Thanked 480 Times in 395 Posts

Hi.

Here is a generalization of the perl script I posted earlier. This does not do any sed work. What this expects is text coming in. It saves it in memory and then writes to the file of one's choice. Not very exciting, however, the key idea is that it allows any utility to write in-place. It was inspired by sponge, part of moreutils:moreutils

Code:

#!/usr/bin/env bash

# @(#) s1	Demonstrate REAL re-write in place if enough memory, perl.

# Utility functions: print-as-echo, print-line-with-visual-space, debug.
# export PATH="/usr/local/bin:/usr/bin:/bin"

## Stored items
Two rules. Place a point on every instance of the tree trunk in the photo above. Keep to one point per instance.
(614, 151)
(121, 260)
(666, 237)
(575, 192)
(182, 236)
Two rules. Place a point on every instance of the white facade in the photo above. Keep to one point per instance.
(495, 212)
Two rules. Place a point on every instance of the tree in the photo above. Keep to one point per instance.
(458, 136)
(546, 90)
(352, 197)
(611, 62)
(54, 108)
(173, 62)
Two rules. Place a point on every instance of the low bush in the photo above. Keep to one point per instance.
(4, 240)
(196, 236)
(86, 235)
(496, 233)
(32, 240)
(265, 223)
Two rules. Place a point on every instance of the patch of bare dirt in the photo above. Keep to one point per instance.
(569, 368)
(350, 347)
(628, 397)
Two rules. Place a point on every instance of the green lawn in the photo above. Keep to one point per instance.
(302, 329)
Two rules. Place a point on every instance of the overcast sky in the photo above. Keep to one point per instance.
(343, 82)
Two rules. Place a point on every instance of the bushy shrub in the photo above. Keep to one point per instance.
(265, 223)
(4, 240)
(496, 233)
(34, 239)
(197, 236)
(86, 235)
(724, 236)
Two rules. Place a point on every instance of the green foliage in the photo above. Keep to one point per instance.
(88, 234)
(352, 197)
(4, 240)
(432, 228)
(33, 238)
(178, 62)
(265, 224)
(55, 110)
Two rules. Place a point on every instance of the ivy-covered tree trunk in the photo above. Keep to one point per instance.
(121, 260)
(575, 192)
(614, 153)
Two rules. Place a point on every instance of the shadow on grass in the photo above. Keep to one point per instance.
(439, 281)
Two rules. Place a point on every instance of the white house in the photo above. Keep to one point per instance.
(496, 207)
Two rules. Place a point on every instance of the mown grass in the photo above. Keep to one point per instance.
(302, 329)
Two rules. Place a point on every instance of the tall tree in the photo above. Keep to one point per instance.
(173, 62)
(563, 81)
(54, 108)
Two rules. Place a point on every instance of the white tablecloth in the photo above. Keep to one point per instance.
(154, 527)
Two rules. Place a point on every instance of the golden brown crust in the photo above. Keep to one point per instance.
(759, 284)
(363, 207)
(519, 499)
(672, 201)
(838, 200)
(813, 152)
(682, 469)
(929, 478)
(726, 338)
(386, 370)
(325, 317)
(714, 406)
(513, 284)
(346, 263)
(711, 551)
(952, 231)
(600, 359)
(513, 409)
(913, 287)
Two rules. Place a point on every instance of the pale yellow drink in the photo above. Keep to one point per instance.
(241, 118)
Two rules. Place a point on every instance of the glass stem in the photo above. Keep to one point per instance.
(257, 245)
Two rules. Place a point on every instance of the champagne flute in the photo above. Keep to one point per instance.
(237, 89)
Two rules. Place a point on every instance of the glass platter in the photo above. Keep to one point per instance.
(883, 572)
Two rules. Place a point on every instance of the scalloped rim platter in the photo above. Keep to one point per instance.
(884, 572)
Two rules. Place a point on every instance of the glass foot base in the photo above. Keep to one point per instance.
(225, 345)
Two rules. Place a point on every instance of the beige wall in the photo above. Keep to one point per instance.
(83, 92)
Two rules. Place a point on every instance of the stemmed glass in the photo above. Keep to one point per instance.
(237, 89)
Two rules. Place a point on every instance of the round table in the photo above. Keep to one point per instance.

## Problem description
Please carry on the forum post about rewriting files in place, starting right after its last line.

## Solved exercise
pe() { for _i;do printf "%s" "$_i";done; printf "\n"; }
pl() { pe;pe "-----" ;pe "$*"; }
edges() { local _f _n _l;: ${1?"edges: need file"}; _f=$1;_l=$(wc -l $_f);
  head -${_n:=3} $_f ; pe "--- ( $_l: lines total )" ; tail -$_n $_f ; }
db() { ( printf " db, ";for _i;do printf "%s" "$_i";done;printf "\n" ) >&2 ; }
db() { : ; }
C=$HOME/bin/context && [ -f $C ] && $C sed perl absorb-memory

SACRED=${1-sacred}
FILE=data1
cat -n $SACRED > $FILE

pl " Short perl code, absorb-memory $( wc -l < ~/bin/absorb-memory) lines:"
cat ~/bin/absorb-memory | sanitize
pe "# --- end of perl code"

pl " Results sed:"
pl " Data file $FILE before (inode: $( stat -c " %i" $FILE )):"
specimen 3 $FILE

time sed -i '1,2d' $FILE

pl " Data file $FILE after  (inode: $( stat -c " %i" $FILE )):"
specimen 3 $FILE

# perl
cat -n $SACRED > $FILE

pl " Results sed (no -i) into absorb-memory (perl):"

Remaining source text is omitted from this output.